◆ STUDY QUESTIONS
1 > In the text on India's environmental laws, which authority gives clearances to Category B projects?
2 > Copy the stretch of the text on India's environmental laws from "The Biodiversity Act" through "resources and knowledge.".

◆ SOURCE EXTRACT
The Environment Impact Assessment Notification, 2006 was notified under the Environment (Protection) Act of 1986 and was meant to supercede the Environment Impact Assessment Notification of 1994. It lay down a comprehensive procedure for obtaining Prior Environmental Clearance for the establishment, or expansion of a project. Under this notification, approval for environmental clearance from the Ministry of Environment and Forests (MoEF) is required for-

    • All projects listed under Schedule 1
    • All developmental projects in fragile areas
    • Industrial projects with more than a Rs. 500 million investment. They must also obtain a Letter of Intent from the Ministry of Industry, and NOCs from the State Pollution Control Board and the State Forest Department if the project involves forestland.
    • Site clearance and final environmental clearance for the establishment and operation of any new power plant.
    • Depending on their size and capacity, industries are divided into the A and B categories. Category A projects are given clearances from the MoEF while those in B are given clearances by the State Environment Impact Assessment Authority (SEIAA).
    • Applications are screened by various Expert Appraisal Groups constituted at the Central and State levels.

Biological Diversity Act, 2002

The Biodiversity Act of 2002 was enacted by the MoEF as a part of India’s international obligations under the United Nations Convention on Biological Diversity to ensure the conservation of biological diversity, the sustainable use of its various components, and fair and equitable sharing of the benefits arising from biological resources and knowledge.

Under the Act, areas that are ecologically and biologically diverse were to be identified and designated as biosphere reserves to enable conservation.

◆ RECORD EXTRACTS
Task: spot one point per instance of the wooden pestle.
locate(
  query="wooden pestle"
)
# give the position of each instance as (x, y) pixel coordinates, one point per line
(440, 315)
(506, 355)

◆ TASK RESULTS
1 > The State Environment Impact Assessment Authority (SEIAA).

2 >
The Biodiversity Act of 2002 was enacted by the MoEF as a part of India’s international obligations under the United Nations Convention on Biological Diversity to ensure the conservation of biological diversity, the sustainable use of its various components, and fair and equitable sharing of the benefits arising from biological resources and knowledge.